# Data to process

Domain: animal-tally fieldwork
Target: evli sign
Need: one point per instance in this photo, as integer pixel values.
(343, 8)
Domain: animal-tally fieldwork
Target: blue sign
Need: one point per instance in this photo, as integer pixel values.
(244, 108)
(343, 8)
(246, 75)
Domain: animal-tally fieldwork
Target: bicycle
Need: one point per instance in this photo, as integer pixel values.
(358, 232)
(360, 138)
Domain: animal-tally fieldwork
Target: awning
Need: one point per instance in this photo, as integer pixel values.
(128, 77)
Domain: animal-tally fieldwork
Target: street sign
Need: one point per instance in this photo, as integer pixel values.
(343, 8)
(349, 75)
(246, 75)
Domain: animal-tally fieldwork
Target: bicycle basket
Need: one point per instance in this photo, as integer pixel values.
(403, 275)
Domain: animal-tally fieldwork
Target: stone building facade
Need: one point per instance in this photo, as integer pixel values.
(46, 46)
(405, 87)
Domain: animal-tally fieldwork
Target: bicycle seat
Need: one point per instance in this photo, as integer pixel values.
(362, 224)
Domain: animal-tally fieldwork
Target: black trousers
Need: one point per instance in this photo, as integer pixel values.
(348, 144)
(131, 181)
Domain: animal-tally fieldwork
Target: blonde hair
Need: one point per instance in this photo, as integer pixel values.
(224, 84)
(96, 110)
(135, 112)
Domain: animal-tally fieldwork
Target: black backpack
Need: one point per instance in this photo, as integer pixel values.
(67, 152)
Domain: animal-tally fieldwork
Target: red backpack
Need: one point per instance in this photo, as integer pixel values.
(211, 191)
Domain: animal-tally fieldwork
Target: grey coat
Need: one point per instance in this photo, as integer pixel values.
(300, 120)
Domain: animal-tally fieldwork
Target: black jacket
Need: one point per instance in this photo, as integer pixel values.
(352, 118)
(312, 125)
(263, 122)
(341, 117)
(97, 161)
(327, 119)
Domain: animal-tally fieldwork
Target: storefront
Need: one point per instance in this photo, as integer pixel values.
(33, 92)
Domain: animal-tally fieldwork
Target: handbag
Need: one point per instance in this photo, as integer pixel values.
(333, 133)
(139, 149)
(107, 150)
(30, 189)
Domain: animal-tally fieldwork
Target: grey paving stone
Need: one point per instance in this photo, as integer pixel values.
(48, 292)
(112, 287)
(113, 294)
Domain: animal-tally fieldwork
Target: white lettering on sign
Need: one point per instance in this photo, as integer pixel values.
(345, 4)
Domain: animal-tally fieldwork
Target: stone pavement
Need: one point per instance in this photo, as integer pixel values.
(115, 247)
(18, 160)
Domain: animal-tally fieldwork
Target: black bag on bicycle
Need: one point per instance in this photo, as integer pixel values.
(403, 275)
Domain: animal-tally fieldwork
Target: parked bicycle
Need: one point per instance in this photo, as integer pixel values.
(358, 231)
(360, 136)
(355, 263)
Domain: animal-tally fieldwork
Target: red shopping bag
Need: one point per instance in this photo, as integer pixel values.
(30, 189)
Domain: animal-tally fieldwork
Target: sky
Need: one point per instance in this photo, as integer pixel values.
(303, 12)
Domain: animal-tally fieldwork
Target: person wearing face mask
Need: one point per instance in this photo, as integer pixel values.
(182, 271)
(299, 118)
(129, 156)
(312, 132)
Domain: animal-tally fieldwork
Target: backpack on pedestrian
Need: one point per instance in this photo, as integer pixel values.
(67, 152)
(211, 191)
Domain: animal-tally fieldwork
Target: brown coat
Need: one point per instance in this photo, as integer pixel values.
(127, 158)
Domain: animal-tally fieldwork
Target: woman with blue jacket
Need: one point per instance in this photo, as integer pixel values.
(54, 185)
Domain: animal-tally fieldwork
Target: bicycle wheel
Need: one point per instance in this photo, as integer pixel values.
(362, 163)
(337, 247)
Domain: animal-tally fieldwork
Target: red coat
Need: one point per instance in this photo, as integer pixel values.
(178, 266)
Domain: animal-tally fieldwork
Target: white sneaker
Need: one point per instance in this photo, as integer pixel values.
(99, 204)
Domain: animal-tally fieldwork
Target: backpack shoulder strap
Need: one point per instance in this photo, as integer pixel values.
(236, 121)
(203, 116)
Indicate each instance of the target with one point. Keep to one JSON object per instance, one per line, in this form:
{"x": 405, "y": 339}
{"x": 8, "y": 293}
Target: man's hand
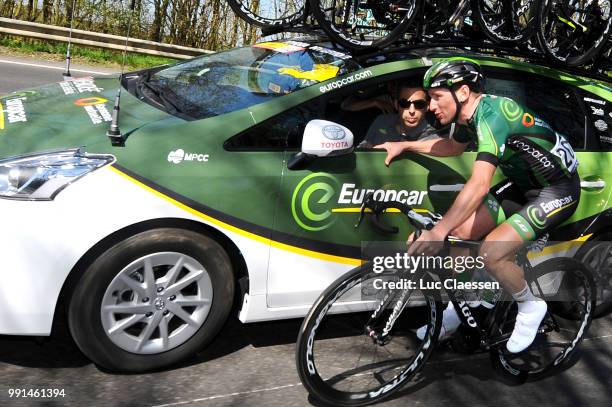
{"x": 394, "y": 148}
{"x": 429, "y": 243}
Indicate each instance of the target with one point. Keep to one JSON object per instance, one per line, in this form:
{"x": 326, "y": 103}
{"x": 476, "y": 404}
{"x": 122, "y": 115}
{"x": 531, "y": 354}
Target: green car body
{"x": 287, "y": 232}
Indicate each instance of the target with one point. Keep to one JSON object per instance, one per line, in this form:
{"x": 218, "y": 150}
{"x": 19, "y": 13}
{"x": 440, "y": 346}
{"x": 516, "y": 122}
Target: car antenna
{"x": 114, "y": 133}
{"x": 66, "y": 75}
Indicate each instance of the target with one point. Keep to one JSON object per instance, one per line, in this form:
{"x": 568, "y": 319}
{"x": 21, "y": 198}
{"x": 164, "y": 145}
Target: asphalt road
{"x": 253, "y": 364}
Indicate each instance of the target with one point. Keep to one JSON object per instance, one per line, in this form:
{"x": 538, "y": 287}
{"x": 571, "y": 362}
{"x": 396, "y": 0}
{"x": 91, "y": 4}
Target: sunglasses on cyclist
{"x": 419, "y": 104}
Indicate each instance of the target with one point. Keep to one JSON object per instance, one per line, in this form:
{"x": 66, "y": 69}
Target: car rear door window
{"x": 283, "y": 131}
{"x": 556, "y": 103}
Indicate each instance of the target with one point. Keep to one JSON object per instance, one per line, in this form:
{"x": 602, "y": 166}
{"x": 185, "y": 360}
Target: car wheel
{"x": 152, "y": 300}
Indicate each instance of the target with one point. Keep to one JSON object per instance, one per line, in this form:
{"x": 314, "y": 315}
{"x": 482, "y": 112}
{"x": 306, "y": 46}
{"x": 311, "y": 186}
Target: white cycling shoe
{"x": 450, "y": 323}
{"x": 528, "y": 320}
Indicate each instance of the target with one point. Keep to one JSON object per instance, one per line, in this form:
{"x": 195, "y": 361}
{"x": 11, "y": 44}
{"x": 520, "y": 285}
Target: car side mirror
{"x": 322, "y": 138}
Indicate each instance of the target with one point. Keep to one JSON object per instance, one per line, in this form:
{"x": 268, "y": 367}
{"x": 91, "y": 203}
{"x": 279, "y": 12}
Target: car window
{"x": 223, "y": 82}
{"x": 599, "y": 114}
{"x": 283, "y": 131}
{"x": 554, "y": 102}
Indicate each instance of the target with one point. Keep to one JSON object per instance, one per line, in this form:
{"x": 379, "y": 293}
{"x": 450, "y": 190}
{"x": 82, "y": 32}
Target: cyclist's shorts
{"x": 535, "y": 212}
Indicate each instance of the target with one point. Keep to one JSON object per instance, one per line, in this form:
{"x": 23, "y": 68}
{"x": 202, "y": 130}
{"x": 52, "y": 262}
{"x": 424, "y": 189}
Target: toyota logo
{"x": 333, "y": 132}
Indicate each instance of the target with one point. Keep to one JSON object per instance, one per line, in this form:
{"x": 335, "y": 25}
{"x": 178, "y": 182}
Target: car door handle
{"x": 446, "y": 188}
{"x": 593, "y": 184}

# Problem details
Write out every line of the preceding listing that contains "sign".

# Your response
Target: evli sign
Target: blue sign
Target: street sign
Target: white lettering on sign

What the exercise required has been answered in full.